- [To be done]
Convert the material from its first line through the line containing "M144 174L144 176L143", both included, into a JSON list of strings with one string per line and blank lines left out.

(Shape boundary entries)

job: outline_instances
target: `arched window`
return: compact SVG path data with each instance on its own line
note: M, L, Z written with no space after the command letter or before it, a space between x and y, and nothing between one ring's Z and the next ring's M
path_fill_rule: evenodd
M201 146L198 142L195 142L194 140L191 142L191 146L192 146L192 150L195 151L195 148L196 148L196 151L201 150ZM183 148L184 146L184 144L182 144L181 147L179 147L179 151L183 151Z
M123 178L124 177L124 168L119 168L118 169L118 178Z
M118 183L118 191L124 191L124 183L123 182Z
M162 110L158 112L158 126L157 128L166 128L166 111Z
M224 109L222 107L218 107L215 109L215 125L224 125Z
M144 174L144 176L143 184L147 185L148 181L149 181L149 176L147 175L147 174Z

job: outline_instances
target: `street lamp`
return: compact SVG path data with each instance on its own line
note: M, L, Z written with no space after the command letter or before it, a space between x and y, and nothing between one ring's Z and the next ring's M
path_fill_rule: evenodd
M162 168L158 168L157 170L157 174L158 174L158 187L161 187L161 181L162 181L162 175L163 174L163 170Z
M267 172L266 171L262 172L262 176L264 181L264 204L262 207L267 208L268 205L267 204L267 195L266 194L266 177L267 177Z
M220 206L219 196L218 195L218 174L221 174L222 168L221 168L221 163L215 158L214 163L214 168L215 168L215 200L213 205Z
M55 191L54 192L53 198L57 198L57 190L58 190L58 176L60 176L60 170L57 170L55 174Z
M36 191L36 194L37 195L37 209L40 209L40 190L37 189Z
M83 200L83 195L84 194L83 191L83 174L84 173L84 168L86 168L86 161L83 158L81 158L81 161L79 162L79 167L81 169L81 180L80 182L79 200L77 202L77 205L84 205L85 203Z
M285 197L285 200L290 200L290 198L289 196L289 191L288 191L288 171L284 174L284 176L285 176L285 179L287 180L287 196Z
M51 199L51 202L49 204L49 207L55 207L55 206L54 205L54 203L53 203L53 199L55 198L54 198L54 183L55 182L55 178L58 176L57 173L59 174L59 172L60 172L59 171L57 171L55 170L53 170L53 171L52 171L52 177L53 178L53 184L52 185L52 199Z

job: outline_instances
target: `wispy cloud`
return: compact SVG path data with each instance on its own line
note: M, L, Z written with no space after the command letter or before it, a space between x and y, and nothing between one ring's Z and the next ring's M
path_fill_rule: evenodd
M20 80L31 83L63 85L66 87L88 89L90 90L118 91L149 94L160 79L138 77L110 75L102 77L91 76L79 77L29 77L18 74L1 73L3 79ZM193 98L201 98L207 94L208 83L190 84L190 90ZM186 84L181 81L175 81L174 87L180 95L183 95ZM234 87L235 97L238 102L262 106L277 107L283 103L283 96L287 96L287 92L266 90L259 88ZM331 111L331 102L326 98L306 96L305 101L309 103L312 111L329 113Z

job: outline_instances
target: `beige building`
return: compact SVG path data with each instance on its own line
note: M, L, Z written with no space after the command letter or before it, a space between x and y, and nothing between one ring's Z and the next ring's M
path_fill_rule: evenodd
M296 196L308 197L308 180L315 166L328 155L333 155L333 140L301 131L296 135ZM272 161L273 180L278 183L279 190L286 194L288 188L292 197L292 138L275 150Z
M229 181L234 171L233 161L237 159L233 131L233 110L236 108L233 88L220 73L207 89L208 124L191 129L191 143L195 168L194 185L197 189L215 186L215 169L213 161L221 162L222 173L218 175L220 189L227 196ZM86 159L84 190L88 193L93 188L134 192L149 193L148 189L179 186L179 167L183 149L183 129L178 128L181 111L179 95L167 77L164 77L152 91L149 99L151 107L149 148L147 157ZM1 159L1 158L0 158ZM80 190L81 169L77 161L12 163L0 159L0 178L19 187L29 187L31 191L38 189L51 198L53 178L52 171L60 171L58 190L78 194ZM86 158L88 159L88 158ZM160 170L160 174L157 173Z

- [Correct result]
[
  "job: outline_instances",
  "target: `arched window`",
  "return: compact SVG path data with each instance on its own line",
  "note: M, L, Z written with no space after the command letter or before it, a space between x and y, and nothing between one ring's Z and the next ring's M",
  "path_fill_rule: evenodd",
  "M201 146L198 142L195 142L194 140L191 142L191 146L192 146L192 150L195 151L195 148L196 148L196 151L201 150ZM183 148L184 146L184 144L182 144L181 147L179 147L179 151L183 151Z",
  "M123 178L124 177L124 168L119 168L118 169L118 178Z",
  "M118 183L118 191L124 191L124 183L123 182Z",
  "M162 110L158 112L158 126L157 128L166 128L166 111Z",
  "M224 109L222 107L218 107L215 109L215 125L224 125Z",
  "M144 174L144 176L143 184L147 185L148 181L149 181L149 176L147 175L147 174Z"
]